◆ Given instruction ◆
Return every entry exactly as written.

◆ Data excerpts ◆
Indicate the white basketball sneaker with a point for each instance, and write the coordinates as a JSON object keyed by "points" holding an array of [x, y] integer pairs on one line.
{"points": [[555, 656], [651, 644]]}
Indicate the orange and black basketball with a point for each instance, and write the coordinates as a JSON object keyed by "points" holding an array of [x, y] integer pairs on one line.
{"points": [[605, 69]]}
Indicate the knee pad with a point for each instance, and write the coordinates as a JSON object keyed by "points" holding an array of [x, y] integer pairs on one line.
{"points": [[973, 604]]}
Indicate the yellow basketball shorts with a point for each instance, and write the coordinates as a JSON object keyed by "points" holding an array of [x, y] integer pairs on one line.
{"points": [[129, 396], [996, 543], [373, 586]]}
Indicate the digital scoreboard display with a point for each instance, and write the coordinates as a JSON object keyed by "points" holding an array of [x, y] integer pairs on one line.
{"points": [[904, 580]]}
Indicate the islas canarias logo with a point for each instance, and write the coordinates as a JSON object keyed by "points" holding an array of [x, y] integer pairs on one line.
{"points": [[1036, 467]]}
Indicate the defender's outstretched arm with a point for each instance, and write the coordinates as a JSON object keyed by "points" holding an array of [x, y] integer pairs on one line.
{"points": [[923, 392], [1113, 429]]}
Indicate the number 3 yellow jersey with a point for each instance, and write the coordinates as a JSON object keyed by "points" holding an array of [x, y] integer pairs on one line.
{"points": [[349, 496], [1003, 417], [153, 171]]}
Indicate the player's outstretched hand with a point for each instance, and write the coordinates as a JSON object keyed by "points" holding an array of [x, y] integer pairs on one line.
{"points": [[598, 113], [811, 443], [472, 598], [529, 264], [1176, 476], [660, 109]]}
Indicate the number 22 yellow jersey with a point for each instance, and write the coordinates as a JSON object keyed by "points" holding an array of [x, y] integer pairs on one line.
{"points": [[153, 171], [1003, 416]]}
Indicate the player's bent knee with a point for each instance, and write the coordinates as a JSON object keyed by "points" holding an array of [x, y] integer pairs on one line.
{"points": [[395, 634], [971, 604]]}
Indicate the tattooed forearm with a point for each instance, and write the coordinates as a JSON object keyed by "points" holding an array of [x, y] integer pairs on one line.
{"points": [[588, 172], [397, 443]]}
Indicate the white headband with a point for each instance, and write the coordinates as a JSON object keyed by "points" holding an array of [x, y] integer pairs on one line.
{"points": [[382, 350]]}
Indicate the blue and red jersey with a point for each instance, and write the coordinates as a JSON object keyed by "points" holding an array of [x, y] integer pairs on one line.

◆ The output ◆
Indicate the white basketball sneaker with a point for each instance, and write the coordinates as a JSON object keyed by "points" holding an array of [x, y] integer pairs on one line.
{"points": [[555, 656], [651, 644]]}
Indicate the orange and black basketball with a point for each instance, and write the coordinates as a JSON object keyed by "points" holding an array of [x, y] integer pairs on one line.
{"points": [[605, 69]]}
Indicate the knee pad with a point for each instance, and write the coordinates as a JSON object keyed by "points" holding an array of [x, y] integer pairs on one line.
{"points": [[973, 604]]}
Indicate the yellow basketball shorts with a point for each instance, and write the coordinates as a JSON object keyed by "points" holding an array of [x, y] integer pairs on one line.
{"points": [[129, 396], [996, 543], [373, 586]]}
Indicate the digital scoreboard display with a point for each instance, and write the coordinates as a JSON object keyed by "points" holding an array of [x, y] integer pairs on one line.
{"points": [[904, 580]]}
Indicate the islas canarias logo with a point for each instance, and write the coordinates as a JSON object keyed by "points" holding an array of [x, y] integer pairs on one line.
{"points": [[1036, 467]]}
Indicate the defender's outstretched arm with a point for each instance, and write the coordinates as a JSON object keyed by "points" holding an array of [x, y] integer pairs on one line.
{"points": [[923, 392], [1113, 429]]}
Indicate the number 3 yellow jersey with a point for each instance, and write the coordinates as a JSON object keyed by "points" holding an array of [x, y] integer pairs on one line.
{"points": [[349, 496], [1003, 417], [153, 171]]}
Indicate the player's outstretched hand with a point for each instance, and write the coordinates as a JSON object keyed by "points" holding an array of [x, y] integer pairs on one line.
{"points": [[598, 113], [811, 443], [472, 598], [529, 264], [1176, 476], [660, 109]]}
Indicate the number 22 yellow jersey with a point for each instance, and write the coordinates as a JSON object keyed by "points" holding an array of [x, y] integer pairs on one line.
{"points": [[153, 171], [1003, 416]]}
Indicate the player's bent knee with a point for each instance, and write the coordinates as a JSON object keyed by "points" holding an array of [x, y] integer pairs on one line.
{"points": [[395, 634], [971, 604]]}
Indicate the tattooed forearm with a point for each instance, and write the coordinates as a JSON object keyed by "points" holding an array of [x, y] integer pairs on one line.
{"points": [[588, 172], [397, 443]]}
Indicate the white headband with a point for each instance, and write the coordinates as a JSON object keyed by "points" holding an array of [x, y] integer pairs on one line.
{"points": [[382, 350]]}
Indicate the blue and red jersey with a point for each instance, and write the coordinates as a JSON object keyed by "points" holding an array of [x, y] integer pairs on one line.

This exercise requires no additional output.